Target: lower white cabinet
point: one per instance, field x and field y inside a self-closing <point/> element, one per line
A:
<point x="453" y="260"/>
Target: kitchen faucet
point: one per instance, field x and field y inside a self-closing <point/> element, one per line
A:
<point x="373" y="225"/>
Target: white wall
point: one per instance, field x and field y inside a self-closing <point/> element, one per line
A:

==

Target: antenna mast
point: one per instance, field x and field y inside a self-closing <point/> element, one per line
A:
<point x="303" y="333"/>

--

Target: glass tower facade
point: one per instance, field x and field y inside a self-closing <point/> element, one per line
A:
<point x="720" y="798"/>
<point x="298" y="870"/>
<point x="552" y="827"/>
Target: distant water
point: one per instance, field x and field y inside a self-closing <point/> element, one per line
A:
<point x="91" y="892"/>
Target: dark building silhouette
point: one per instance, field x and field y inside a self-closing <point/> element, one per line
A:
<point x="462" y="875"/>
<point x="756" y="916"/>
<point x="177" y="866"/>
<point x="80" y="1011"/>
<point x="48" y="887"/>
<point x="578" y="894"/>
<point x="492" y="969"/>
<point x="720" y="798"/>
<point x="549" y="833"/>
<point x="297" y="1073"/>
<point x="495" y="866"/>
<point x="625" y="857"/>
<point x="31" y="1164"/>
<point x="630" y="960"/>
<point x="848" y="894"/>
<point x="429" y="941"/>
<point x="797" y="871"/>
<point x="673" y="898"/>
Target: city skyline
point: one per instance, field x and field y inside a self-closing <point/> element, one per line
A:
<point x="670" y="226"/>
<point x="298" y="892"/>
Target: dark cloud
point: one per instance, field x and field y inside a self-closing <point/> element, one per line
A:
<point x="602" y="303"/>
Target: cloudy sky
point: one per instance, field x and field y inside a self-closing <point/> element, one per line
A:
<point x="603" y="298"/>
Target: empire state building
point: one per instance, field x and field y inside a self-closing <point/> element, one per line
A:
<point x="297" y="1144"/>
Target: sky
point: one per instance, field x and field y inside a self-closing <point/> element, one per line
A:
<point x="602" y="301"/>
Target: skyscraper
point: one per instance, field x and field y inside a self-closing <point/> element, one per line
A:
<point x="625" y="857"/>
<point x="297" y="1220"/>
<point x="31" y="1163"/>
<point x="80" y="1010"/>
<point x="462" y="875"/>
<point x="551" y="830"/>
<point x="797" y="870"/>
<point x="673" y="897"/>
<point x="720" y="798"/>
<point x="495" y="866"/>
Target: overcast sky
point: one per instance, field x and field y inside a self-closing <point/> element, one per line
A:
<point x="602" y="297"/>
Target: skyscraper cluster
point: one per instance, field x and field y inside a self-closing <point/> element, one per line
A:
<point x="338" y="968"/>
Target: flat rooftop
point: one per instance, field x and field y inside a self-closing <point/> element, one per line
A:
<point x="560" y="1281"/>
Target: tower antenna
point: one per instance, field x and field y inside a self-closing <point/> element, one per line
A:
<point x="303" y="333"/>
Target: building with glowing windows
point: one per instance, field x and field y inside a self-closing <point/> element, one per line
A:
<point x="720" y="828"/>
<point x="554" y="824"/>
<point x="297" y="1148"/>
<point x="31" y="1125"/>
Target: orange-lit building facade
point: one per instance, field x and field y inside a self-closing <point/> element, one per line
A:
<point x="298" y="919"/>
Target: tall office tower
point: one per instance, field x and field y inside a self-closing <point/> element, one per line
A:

** WRITTEN INSTRUCTION **
State how many lines in the listing above contain the string "facade", giving only the number.

** TASK RESULT **
2